_Aim of the task_
Retype the data that follows line for line, with no changes, from the first record through the last.

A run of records
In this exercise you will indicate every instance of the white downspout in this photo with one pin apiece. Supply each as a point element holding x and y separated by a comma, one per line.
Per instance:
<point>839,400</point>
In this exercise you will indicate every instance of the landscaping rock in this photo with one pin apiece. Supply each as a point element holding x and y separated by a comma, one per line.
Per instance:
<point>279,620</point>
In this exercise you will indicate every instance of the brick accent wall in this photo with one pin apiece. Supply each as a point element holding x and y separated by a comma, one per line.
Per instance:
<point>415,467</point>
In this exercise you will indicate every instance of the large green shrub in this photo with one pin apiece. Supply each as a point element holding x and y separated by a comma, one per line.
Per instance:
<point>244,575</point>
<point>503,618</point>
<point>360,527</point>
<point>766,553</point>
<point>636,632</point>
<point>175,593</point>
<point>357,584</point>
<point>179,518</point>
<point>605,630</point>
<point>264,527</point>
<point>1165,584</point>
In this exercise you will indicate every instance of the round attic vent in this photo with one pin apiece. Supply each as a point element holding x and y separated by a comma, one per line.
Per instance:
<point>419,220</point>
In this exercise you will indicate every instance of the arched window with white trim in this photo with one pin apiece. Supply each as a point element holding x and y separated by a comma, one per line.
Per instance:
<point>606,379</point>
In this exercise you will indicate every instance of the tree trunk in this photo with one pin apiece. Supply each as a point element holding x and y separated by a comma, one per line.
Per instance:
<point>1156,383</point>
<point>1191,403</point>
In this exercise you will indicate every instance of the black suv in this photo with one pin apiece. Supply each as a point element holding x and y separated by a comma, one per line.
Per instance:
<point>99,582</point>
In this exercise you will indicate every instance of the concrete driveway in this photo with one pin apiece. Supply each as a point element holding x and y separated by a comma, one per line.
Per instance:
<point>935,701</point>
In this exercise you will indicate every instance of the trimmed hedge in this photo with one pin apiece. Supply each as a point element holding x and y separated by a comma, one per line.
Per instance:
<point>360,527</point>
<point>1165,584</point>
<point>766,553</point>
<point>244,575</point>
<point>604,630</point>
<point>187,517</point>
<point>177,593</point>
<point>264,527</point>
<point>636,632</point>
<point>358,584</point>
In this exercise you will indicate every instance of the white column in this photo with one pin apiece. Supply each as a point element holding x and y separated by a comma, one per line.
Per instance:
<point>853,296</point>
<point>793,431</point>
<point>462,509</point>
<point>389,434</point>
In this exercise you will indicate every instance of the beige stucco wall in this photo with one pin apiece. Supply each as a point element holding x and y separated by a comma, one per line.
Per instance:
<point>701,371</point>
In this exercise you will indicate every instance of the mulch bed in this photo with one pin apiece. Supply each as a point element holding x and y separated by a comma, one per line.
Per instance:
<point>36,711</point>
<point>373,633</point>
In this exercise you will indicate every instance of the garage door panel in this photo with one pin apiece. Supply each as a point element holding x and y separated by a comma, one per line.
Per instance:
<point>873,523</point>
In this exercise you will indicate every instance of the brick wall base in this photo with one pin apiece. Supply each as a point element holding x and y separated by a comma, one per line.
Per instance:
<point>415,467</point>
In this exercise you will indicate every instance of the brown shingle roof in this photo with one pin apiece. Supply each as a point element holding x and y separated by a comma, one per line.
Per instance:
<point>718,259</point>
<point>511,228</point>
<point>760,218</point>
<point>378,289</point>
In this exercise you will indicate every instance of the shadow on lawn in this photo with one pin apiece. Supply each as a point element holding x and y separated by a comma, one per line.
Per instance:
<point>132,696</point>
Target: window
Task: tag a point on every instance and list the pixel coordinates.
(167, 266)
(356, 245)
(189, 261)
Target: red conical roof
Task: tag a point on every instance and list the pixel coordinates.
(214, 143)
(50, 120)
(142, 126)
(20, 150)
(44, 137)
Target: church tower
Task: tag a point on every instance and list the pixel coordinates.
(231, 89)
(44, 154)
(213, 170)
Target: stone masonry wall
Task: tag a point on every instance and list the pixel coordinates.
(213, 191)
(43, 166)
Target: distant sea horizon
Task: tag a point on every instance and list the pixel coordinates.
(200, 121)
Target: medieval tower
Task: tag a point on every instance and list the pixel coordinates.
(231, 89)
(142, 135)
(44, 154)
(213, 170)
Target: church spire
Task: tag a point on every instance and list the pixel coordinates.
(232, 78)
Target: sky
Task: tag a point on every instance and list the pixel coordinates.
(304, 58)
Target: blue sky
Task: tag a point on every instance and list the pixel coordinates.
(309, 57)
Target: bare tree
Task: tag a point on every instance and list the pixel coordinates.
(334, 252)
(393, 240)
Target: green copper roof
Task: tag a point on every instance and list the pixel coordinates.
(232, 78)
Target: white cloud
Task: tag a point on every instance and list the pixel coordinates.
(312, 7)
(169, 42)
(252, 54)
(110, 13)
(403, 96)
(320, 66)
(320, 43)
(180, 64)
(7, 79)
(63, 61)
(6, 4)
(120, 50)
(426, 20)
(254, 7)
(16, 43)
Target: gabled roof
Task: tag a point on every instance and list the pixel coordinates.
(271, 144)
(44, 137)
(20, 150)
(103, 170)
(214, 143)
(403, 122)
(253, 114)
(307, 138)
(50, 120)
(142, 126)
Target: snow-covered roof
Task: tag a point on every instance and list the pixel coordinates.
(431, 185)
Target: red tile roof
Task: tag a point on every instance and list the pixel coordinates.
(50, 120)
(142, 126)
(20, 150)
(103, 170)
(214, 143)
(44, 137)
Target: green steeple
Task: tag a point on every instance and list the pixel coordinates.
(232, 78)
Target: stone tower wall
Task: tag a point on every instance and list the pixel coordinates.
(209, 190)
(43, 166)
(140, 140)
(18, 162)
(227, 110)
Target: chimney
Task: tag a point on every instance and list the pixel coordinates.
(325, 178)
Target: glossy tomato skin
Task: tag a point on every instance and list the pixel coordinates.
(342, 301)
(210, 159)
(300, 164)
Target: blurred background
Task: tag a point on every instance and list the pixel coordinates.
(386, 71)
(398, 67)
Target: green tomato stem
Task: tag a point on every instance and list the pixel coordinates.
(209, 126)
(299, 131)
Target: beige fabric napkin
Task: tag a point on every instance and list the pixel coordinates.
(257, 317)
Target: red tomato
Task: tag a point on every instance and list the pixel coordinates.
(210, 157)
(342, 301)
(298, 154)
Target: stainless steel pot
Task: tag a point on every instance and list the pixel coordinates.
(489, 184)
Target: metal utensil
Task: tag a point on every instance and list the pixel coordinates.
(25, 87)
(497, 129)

_Task solution_
In this exercise you will indicate every instance of the white downspout in this photo with one pin apiece. Supply each as a point element holding x and y separated by a comma, one per line.
Per instance:
<point>839,400</point>
In this exercise you will indicate every instance of the landscaping rock in this photo with one pin apiece. Supply each as a point element holding x and y separated by a comma, one per line.
Per instance:
<point>279,620</point>
In this exercise you will indicate every instance of the brick accent wall in this photo with one pin apiece. Supply each as a point element holding x and y separated by a comma, one per line.
Per instance:
<point>415,467</point>
In this exercise you will indicate every instance of the large green shrub in this photo with one pin apiece. Supply each as a point element holding x and y separated by a comma, one per line.
Per instance:
<point>244,575</point>
<point>503,618</point>
<point>360,527</point>
<point>766,553</point>
<point>636,632</point>
<point>175,593</point>
<point>357,584</point>
<point>179,518</point>
<point>605,630</point>
<point>264,527</point>
<point>1165,584</point>
In this exercise you will indicate every instance of the round attic vent in this photo with one pin apiece. Supply each as a point element holding x and y separated by a comma, one per line.
Per instance:
<point>419,220</point>
In this exercise you will indicate every instance of the arched window with white trim in this photo with one pin apiece. Supply each as a point element holding x and y separated by a comma, one per line.
Per instance:
<point>606,379</point>
In this exercise you will indicate every instance of the tree trunk in this photo with one pin apiece. Supply each as a point element holding x and y separated by a comma, one per line.
Per instance:
<point>1156,383</point>
<point>1191,403</point>
In this exercise you will indicate every instance of the black suv in this photo with one pin apiece. Supply each as a point element holding x and y separated by a comma, one per line.
Per instance:
<point>99,582</point>
In this exercise you will indicate every instance of the concrete driveway in this photo with one pin apiece. Supply each as a point element holding x and y separated by a comma, one per line.
Per instance:
<point>935,701</point>
In this exercise you will indicate every instance of the trimmed hedge in this photo with one pin apiece. Supply each as a point element holding x and y separated by a comma, one per line.
Per instance:
<point>360,527</point>
<point>1165,584</point>
<point>766,553</point>
<point>244,575</point>
<point>604,630</point>
<point>187,517</point>
<point>177,593</point>
<point>264,527</point>
<point>636,632</point>
<point>358,584</point>
In this exercise you will indicate every instance of the white column in this photo with one pin apiece. Supply each as a point element holding x and y separated by a comma, one per line.
Per instance:
<point>853,296</point>
<point>793,431</point>
<point>462,509</point>
<point>389,434</point>
In this exercise you will indicate every instance of the beige stucco wall in this photo with one pin apiece. Supply each as a point element holding x and y separated by a comma, one per line.
Per instance:
<point>701,371</point>
In this exercise you will indicate every instance of the mulch bed in this photo with one pin apiece. Supply each as a point element holding x and y separated by a comma, one per line.
Per instance:
<point>36,711</point>
<point>373,633</point>
In this exercise you will indicate every instance of the garage door panel in this photo with one pin apiece. Supply each as a point element holding x and y separated by a comma, one per line.
Per instance:
<point>873,523</point>
In this exercise you will indicate every instance of the brick wall base in this photo with one pin apiece. Supply each as a point element holding x and y separated by a comma, one per line.
Per instance:
<point>415,467</point>
In this exercise you will indicate every instance of the brown shingle roof in this photo with one pin apiece. Supply each as a point element holding x and y separated by a comma, one per line.
Per instance:
<point>718,259</point>
<point>511,228</point>
<point>760,218</point>
<point>378,289</point>
In this exercise you will indicate every instance of the shadow on lawn in this photo with one pin apiece. Supply each as a point element holding x and y separated by a comma, one per line.
Per instance:
<point>132,696</point>
Target: window
Task: tag a point on every instance and list the pixel coordinates.
(167, 266)
(356, 245)
(189, 261)
Target: red conical roof
Task: tag a point on every instance and list the pixel coordinates.
(214, 143)
(50, 120)
(142, 126)
(20, 150)
(44, 137)
Target: church tower
Task: tag a point on every instance and list the pixel coordinates.
(231, 89)
(44, 154)
(213, 170)
Target: stone masonry wall
Task: tag a point on every instance and list the pixel coordinates.
(213, 191)
(43, 166)
Target: distant sea horizon
Task: tag a point on every instance and list the pixel coordinates.
(200, 121)
Target: medieval tower
Task: tag a point on every instance and list the pixel coordinates.
(231, 89)
(142, 135)
(44, 154)
(213, 170)
Target: church spire
Task: tag a point on every instance and list the pixel coordinates.
(232, 78)
Target: sky
Task: tag a point on every instance and list the pixel coordinates.
(304, 58)
Target: blue sky
Task: tag a point on every instance and list the pixel coordinates.
(309, 57)
Target: bare tree
Task: tag a point on every instance and list the pixel coordinates.
(334, 252)
(393, 240)
Target: green copper roof
Task: tag a point on every instance and list the pixel coordinates.
(232, 78)
Target: white cloud
Task: tag a point on every instance and list the pixel coordinates.
(312, 7)
(169, 42)
(252, 54)
(110, 13)
(403, 96)
(320, 66)
(320, 43)
(180, 64)
(7, 79)
(63, 61)
(6, 4)
(120, 50)
(426, 20)
(254, 7)
(16, 43)
Target: gabled roof
Task: tag a point on every instance and list the pixel coordinates.
(271, 144)
(44, 137)
(20, 150)
(103, 170)
(214, 143)
(403, 122)
(253, 114)
(307, 138)
(50, 120)
(142, 126)
Target: snow-covered roof
Task: tag a point on every instance and list the pixel coordinates.
(431, 185)
Target: red tile roof
Task: tag a point on every instance and list the pixel coordinates.
(50, 120)
(142, 126)
(20, 150)
(103, 170)
(214, 143)
(44, 137)
Target: green steeple
Task: tag a point on every instance and list the pixel coordinates.
(232, 78)
Target: stone tower wall
Task: tag a point on every instance and list the pixel coordinates.
(209, 190)
(43, 166)
(140, 140)
(18, 162)
(227, 110)
Target: chimney
Task: tag a point on every instance and list the pixel coordinates.
(325, 178)
Target: glossy tomato skin
Task: tag a point on every instance and list the pixel coordinates.
(342, 301)
(210, 159)
(300, 164)
Target: blurred background
Task: tag a point on every instance and list the pixel coordinates.
(386, 71)
(398, 67)
Target: green tomato stem
Task: tag a point on every instance and list the pixel coordinates.
(209, 126)
(299, 131)
Target: beige fabric napkin
Task: tag a point on every instance and list the pixel coordinates.
(257, 317)
Target: red tomato
Task: tag a point on every instance and list the pixel coordinates.
(210, 157)
(342, 301)
(298, 154)
Target: stainless steel pot
Task: tag a point on every instance and list the pixel coordinates.
(489, 184)
Target: metal utensil
Task: tag a point on every instance and list the pixel coordinates.
(25, 87)
(497, 129)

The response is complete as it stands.